_Source extract_
Research is systematic way to find out facts and knowledge as Kothari (2006) has analyzed that research is the pursuit of truth with the help of study, observation, comparison and experiment; the search for knowledge through objective and systematic method of finding solutions to a problem. However there are two types of researches one is by Purpose and other is by method. The type by purpose falls into three categorize such as Basic, Applied and Action Research.
Basic research is mainly concerned with generalizations and the formulation of theory. It is driven by curiosity or interest in a subject. The main motivation is to expand man’s knowledge, not to create or invent something. Many scientists believe that basic research lays the foundation for the applied research that follows.
Strengths of Basic Research
Therefore it has some merits and according to R. Stephen Berry (2011) basic research has following merits:
- Basic research is typically curiosity-driven and researchers develop their curiosity through their observations.
- Basic research frequently leads to new insights into the essence of nature, the human mind, and the complex interactions between their elements.
- It is usually unpredictable in terms of its course and outcomes.
- It requires a special way of thinking that often combines seemingly unrelated facts and explores unknown fields necessary to make new discoveries. It is for this reason that basic research is frequently multidisciplinary in nature.

_Information provided_

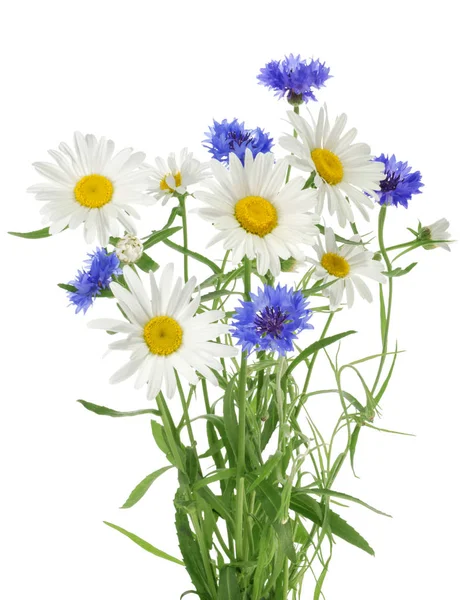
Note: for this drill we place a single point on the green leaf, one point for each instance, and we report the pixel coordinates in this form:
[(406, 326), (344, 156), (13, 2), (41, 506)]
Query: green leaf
[(194, 255), (109, 412), (191, 553), (229, 588), (270, 498), (342, 529), (314, 348), (219, 475), (139, 491), (158, 431), (334, 494), (320, 581), (309, 508), (145, 263), (398, 272), (160, 236), (145, 545), (265, 470), (353, 445), (32, 235), (378, 397), (229, 416)]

_Work item 1_
Reproduce the passage on basic research word for word, from "- It is usually" to "multidisciplinary in nature.", inclusive.
_Work item 2_
According to the passage on basic research, what is the main motivation behind basic research?

_Written response 1_
- It is usually unpredictable in terms of its course and outcomes.
- It requires a special way of thinking that often combines seemingly unrelated facts and explores unknown fields necessary to make new discoveries. It is for this reason that basic research is frequently multidisciplinary in nature.

_Written response 2_
To expand man's knowledge, not to create or invent something.